══ Passage shown

Reduce Your Stress — We’ve all heard that meditation can help you to relax and become less stressed out. It is a proven way to deeply relax. Science shows that it can even make very stressful situations easier to handle. It lowers your cortisol levels—the hormone most responsible for stress. A 2010 meta-analysis of 39 studies found that mindfulness is a useful intervention for treating anxiety and mood disorders.
Enhance Your Empathy — Mindfulness will help you connect to other people. One mindfulness practice is called “loving kindness” meditation, in which you focus on feelings of love and compassion. Experiments show that over time this can dramatically boost your empathy (sense of emotional connection) with other people. Medical students under intense stress report higher levels of empathy when they meditate.
Reduce Your Emotional Reactivity — How long does it take you to recover from an upsetting event? Mindfulness can reduce that time measurably, and get you back on your feet faster after emotional upheavals.
Increase Your Cognitive Flexibility — Tired of being stuck in the same old rut? Mindfulness has been shown to increase “cognitive flexibility,” which means it allows you to see the world in a new way, and behave differently than you have in the past. It helps you to respond to negative or stressful situations more skillfully.
Boost Your Memory — How many facts you can hold in your head at once, what scientists call “working memory” is a crucial aspect of effectiveness in learning, problem solving, and organization. A study of military personnel under stress showed that those who practiced mindfulness experienced a boost in working memory, as well as feeling better than those who didn’t practice. Another study shows that it not only improves memory, but boosts test scores, too. Even practicing mindfulness for as short as 4 days may improve memory and other cognitive skills.
Make You Less Sensitive to Pain — Mindfulness meditation changes your physical brain structure in many ways; one is that it actually increases the thickness of your cortex, which reduces your sensitivity to pain.
Give You a Better Brain — Mindfulness trains the prefrontal lobe area of your brain (it actually gets bigger!), as well as enhancing other areas which give the benefits of an entire package of related functions such as self-insight, morality, intuition, and fear modulation.
Obviously, mindfulness meditation is an important part of any ongoing wellbeing program. The secret to gaining the benefits of mindfulness is simple: do it everyday, ideally with the guidance of an experienced meditation mentor.
Three Aspects of Mindfulness
Mindfulness meditation has three main skills that you have to learn in order to get better at practicing it. They are concentration, sensory clarity, and acceptance.
Concentration means to pay attention to what you want, for as long as you want. If you can focus well, it makes doing mindfulness much easier. On the other hand, if you need help with your focus, mindfulness will actually work to build your power to pay attention over time. If you want to really nerd out on it, here are a bunch of articles about how to focus better.
Sensory Clarity means to have a “high resolution” view of any sensory experience as it unfolds in real time. Mindfulness meditation builds sensory clarity, so that over the months and years of practice, it’s as if your experience of any sensory event slowly goes from 360p to HD or high definition.
Acceptance means to have a matter of fact attitude towards all sensory experiences, no matter whether they are pleasant or unpleasant, positive or painful. You greet all experiences with the same “it is what it is” stance.

════

**To do**
Print the lines of the mindfulness passage between "Make You Less" and "and fear modulation.", inclusive, word for word.

══ Listed entries

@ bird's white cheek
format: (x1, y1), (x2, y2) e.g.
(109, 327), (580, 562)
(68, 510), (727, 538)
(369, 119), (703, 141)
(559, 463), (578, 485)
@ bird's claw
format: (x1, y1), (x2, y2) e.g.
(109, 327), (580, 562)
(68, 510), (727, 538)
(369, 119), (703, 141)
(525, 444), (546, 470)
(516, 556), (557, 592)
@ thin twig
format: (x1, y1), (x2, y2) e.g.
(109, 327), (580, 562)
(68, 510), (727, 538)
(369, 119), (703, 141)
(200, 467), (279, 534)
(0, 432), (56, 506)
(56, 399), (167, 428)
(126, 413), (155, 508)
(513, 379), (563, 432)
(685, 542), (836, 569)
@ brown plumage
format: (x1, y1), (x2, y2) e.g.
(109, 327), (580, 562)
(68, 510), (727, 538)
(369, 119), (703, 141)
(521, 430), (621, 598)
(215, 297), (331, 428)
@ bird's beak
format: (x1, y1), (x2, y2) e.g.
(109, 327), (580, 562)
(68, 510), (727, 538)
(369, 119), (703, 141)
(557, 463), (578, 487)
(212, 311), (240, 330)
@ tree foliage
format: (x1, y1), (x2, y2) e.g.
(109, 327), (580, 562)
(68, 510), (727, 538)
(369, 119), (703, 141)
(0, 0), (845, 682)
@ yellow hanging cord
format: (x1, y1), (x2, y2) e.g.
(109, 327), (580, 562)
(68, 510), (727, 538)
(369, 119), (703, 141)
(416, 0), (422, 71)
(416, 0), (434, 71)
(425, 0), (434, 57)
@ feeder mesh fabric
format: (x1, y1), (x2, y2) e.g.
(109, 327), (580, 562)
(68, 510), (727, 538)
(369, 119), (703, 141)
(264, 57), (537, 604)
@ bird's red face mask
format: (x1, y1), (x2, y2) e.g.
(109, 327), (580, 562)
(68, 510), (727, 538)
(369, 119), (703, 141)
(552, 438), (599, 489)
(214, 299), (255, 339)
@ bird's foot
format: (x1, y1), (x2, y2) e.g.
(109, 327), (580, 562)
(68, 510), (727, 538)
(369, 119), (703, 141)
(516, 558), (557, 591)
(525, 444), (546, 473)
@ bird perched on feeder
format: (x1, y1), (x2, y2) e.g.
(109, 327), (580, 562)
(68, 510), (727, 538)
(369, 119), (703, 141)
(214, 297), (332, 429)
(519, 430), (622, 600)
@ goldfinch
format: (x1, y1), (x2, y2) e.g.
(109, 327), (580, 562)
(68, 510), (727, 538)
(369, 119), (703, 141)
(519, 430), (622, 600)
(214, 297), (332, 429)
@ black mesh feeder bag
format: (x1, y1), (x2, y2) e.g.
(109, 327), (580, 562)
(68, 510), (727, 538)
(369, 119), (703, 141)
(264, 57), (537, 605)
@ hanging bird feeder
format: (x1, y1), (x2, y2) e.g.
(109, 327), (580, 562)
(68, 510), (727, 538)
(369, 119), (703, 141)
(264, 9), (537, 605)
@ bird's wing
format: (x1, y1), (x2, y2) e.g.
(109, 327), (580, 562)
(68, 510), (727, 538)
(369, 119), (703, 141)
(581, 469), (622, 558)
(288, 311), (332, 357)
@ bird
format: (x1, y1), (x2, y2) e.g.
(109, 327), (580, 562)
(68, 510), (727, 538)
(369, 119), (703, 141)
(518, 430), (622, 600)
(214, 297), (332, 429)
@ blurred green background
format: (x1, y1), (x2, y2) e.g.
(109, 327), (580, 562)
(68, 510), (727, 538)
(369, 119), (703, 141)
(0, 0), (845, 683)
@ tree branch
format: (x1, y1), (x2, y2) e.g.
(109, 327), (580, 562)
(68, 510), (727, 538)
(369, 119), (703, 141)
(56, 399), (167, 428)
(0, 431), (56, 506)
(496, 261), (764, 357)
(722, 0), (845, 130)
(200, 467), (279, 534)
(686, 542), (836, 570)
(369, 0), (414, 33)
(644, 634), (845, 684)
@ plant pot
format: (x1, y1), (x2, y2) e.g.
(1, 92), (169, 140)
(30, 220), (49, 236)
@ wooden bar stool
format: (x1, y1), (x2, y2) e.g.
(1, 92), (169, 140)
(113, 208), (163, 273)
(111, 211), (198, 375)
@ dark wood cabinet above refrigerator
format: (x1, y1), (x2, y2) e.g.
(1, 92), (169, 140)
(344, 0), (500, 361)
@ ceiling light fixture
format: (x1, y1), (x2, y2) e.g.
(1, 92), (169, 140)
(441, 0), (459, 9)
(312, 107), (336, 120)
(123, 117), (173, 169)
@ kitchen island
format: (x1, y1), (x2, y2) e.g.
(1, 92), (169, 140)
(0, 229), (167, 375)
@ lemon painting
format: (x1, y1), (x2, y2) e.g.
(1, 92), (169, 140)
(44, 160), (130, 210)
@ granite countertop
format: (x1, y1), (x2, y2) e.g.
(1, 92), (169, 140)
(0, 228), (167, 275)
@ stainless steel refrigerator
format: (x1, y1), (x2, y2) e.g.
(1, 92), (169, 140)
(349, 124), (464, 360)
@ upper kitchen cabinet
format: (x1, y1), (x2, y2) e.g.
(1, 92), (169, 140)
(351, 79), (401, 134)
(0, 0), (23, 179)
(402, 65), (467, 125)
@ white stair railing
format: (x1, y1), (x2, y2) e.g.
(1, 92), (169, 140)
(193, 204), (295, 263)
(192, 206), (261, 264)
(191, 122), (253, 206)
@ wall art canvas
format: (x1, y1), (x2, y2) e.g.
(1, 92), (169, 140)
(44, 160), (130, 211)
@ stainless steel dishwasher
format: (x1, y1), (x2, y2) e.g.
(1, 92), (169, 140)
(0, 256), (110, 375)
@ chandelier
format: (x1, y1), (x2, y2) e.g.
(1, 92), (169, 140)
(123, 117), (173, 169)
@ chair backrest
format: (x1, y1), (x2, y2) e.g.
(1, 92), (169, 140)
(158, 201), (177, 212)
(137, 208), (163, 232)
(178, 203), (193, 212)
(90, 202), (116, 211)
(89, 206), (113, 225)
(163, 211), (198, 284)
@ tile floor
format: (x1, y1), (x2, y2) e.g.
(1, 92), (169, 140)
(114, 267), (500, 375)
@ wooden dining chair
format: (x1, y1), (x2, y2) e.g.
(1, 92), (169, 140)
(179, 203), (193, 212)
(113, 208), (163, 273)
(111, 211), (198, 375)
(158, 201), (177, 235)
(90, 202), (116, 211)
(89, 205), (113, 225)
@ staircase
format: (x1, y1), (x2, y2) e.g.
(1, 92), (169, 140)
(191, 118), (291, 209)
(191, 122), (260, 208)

════

**Exercise output**
Make You Less Sensitive to Pain — Mindfulness meditation changes your physical brain structure in many ways; one is that it actually increases the thickness of your cortex, which reduces your sensitivity to pain.
Give You a Better Brain — Mindfulness trains the prefrontal lobe area of your brain (it actually gets bigger!), as well as enhancing other areas which give the benefits of an entire package of related functions such as self-insight, morality, intuition, and fear modulation.